=== Section Start ===

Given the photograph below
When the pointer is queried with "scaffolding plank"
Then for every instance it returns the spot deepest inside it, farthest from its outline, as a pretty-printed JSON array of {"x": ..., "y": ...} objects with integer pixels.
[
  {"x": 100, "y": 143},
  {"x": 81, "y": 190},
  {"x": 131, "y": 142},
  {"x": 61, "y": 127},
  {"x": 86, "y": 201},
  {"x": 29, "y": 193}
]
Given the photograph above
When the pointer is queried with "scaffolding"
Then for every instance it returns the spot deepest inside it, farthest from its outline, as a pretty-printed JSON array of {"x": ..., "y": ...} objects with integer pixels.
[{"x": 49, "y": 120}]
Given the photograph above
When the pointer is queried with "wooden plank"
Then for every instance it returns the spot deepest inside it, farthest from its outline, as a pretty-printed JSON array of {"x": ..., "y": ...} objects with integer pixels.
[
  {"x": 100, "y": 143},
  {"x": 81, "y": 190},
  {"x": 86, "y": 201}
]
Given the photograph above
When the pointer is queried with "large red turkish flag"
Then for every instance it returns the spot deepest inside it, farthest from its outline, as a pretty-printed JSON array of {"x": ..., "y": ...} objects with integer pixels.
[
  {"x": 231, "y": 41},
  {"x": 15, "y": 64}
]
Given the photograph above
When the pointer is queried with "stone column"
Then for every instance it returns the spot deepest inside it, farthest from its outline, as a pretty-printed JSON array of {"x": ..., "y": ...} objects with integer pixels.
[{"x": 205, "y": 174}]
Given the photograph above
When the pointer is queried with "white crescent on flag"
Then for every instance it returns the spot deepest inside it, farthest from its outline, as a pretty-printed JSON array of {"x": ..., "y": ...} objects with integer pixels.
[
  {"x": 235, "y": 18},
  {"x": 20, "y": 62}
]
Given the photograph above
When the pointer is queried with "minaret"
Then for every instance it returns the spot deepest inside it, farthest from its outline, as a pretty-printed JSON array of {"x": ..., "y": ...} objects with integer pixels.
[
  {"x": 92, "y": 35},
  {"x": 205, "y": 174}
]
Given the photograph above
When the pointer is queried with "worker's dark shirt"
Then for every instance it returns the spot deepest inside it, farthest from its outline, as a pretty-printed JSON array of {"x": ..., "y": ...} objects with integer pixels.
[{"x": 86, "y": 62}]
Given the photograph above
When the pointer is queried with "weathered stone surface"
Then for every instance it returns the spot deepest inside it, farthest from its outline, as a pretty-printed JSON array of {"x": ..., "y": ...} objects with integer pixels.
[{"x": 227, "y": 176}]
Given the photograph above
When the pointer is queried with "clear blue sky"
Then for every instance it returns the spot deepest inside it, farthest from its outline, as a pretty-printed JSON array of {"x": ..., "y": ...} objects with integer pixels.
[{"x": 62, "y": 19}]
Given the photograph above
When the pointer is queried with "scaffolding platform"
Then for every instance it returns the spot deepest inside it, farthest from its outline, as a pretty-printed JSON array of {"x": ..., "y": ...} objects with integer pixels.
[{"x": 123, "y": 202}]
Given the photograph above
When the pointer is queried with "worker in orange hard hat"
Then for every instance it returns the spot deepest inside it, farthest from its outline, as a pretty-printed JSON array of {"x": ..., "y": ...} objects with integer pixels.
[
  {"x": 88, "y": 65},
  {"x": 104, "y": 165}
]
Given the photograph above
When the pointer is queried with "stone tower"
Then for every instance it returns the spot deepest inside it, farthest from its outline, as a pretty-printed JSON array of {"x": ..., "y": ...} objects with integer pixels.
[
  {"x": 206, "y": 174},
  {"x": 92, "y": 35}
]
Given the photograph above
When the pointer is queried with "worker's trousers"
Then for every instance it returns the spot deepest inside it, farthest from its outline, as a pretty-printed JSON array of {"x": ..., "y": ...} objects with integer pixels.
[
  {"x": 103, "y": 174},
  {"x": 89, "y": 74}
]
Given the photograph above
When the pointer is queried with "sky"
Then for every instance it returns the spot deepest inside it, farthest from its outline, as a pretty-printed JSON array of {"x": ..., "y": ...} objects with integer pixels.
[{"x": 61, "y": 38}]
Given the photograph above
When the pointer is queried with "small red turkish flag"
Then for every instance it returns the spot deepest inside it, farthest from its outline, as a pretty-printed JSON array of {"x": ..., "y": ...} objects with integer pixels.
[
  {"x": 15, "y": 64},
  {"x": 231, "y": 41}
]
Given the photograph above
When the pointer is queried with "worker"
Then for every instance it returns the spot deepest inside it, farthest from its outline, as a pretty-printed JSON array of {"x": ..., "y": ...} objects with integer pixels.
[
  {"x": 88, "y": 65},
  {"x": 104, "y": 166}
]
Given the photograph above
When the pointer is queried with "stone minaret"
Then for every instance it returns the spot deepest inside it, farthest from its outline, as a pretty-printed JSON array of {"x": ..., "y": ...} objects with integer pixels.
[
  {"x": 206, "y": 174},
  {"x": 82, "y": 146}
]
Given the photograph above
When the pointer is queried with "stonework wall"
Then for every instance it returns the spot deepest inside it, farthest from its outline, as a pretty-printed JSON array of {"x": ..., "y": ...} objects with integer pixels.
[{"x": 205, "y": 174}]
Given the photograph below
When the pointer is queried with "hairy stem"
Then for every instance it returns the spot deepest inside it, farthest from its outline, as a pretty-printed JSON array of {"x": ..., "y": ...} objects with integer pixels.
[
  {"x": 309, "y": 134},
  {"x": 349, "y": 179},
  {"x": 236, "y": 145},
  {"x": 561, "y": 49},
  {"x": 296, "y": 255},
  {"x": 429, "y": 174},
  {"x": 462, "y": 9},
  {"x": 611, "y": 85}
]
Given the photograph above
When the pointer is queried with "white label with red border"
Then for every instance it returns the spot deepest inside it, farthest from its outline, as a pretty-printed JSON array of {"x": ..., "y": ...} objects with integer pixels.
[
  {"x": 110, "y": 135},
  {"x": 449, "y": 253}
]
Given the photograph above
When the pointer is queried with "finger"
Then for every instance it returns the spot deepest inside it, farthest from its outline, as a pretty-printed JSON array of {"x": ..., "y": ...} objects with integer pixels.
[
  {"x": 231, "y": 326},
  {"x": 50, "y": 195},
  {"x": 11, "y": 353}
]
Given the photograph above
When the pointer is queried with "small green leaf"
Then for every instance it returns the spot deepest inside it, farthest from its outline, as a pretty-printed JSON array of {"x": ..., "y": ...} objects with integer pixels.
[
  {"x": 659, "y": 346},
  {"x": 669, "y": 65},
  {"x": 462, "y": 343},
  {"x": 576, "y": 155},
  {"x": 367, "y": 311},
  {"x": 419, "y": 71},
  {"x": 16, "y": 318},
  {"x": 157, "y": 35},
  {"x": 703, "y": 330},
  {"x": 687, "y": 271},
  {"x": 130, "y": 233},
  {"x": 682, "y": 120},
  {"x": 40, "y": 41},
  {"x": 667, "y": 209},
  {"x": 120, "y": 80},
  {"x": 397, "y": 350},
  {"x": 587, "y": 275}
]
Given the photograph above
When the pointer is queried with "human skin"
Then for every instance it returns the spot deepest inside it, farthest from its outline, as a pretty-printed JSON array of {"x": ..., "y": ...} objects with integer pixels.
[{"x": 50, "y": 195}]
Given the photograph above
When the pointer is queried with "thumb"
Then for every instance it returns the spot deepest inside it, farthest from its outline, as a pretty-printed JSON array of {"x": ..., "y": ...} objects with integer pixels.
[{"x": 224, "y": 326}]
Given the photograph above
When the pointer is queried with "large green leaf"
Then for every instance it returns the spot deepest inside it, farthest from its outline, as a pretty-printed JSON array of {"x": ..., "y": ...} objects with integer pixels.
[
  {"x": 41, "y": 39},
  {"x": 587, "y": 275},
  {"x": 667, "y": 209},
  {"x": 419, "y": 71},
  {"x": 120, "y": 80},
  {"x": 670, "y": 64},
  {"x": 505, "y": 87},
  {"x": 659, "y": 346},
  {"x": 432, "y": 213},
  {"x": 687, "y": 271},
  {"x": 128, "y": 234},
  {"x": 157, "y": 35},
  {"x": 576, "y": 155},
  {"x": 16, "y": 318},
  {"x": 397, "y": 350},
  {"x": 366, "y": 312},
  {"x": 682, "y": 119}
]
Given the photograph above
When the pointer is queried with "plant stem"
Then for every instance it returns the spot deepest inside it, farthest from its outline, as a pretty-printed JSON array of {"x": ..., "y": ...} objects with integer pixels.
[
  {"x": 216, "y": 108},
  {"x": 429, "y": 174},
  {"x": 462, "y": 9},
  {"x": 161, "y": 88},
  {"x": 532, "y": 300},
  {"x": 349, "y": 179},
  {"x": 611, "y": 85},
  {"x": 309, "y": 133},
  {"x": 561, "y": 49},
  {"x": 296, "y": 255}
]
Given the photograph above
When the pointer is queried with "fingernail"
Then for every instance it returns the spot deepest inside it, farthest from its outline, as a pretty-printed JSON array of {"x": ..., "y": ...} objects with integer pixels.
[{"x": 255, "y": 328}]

=== Section End ===

**Instructions for the task**
Throughout the material above, find lines holding the word "flag", then copy them.

**Answer**
When the pointer is queried with "large red turkish flag"
When the pointer is queried with "white crescent on flag"
When the pointer is queried with "small red turkish flag"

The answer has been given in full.